WHAT YOU NEED TO DO
**A)** Answer these questions about the Boyzone single "Key to My Life" using the text:
(i) Who produced the single?
(ii) What position did the song reach on the UK Singles Chart?
(iii) What song was the B-side?
**B)** Rewrite the part of the text on the Boyzone single between "1995 single by" and "at a school.", inclusive, replacing "classroom" with "gymnasium".

DOCUMENT TEXT
---

Single by Boyzone

from the album Said and Done
- B-side: "When Will You Understand?"
- Released: 17 April 1995
- Length: 3:46
- Label: Polydor
- Songwriters: Stephen Gately; Mikey Graham; Ronan Keating; Ray Hedges; Martin Brannigan;
- Producer: Ray Hedges

Boyzone singles chronology
| "Love Me for a Reason" (1994) | "Key to My Life" (1995) | "So Good" (1995) |

Music video
- "Key to My Life" on YouTube

= Key to My Life =

1995 single by Boyzone

"Key to My Life" is the third single from Irish boy band Boyzone, taken from their debut album, Said and Done (1995). It was released in April 1995 by Polydor Records, and after two covers, it became their first single to be an original song, co-written by members of the group. The song became the group's second No. 1 single in Ireland and reached No. 3 on the UK Singles Chart, receiving a silver sales certification for shipments of over 200,000 units in the UK. "Key to My Life" also reached the top 40 in Belgium, Iceland, and the Netherlands. The accompanying music video features the band performing in a classroom at a school.

---

EXTRACTED ENTRIES
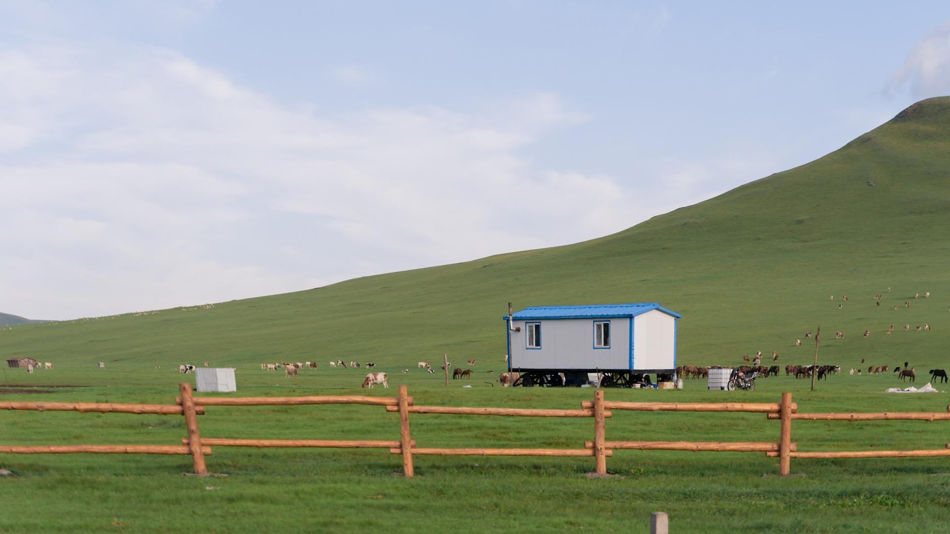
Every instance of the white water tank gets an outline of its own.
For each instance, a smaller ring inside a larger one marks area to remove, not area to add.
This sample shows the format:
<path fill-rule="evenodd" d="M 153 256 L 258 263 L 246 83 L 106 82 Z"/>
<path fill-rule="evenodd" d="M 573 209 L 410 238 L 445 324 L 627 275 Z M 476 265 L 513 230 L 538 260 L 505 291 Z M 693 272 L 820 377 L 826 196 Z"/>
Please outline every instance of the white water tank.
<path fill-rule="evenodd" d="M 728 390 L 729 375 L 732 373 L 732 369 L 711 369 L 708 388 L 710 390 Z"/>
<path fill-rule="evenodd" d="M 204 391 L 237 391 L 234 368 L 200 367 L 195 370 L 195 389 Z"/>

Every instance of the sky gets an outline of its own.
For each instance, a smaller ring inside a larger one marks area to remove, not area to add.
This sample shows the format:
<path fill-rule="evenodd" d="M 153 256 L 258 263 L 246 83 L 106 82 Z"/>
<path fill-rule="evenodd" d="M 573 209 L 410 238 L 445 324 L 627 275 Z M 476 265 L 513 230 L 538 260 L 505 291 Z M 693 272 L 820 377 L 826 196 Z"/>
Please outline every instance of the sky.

---

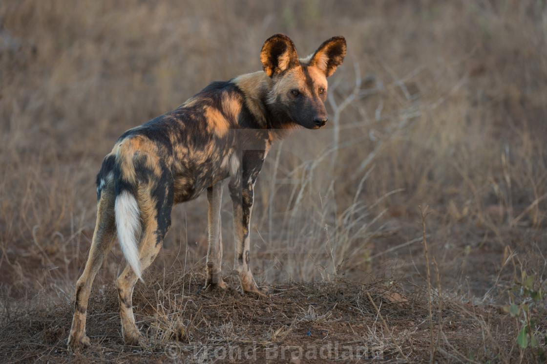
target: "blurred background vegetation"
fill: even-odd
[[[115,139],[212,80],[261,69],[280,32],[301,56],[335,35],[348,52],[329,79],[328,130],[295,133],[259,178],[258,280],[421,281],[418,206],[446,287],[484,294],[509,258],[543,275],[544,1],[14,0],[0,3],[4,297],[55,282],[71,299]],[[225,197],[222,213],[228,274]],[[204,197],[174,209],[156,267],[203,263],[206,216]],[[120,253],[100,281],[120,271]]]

---

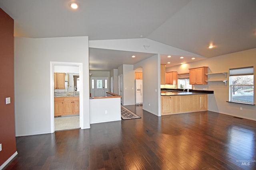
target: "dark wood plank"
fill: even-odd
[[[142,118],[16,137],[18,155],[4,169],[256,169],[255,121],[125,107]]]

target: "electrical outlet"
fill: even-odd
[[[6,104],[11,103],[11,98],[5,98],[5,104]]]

---

ANSWERS FOR THE EXERCISE
**A)**
(i) Ray Hedges
(ii) No. 3
(iii) "When Will You Understand?"

**B)**
1995 single by Boyzone

"Key to My Life" is the third single from Irish boy band Boyzone, taken from their debut album, Said and Done (1995). It was released in April 1995 by Polydor Records, and after two covers, it became their first single to be an original song, co-written by members of the group. The song became the group's second No. 1 single in Ireland and reached No. 3 on the UK Singles Chart, receiving a silver sales certification for shipments of over 200,000 units in the UK. "Key to My Life" also reached the top 40 in Belgium, Iceland, and the Netherlands. The accompanying music video features the band performing in a gymnasium at a school.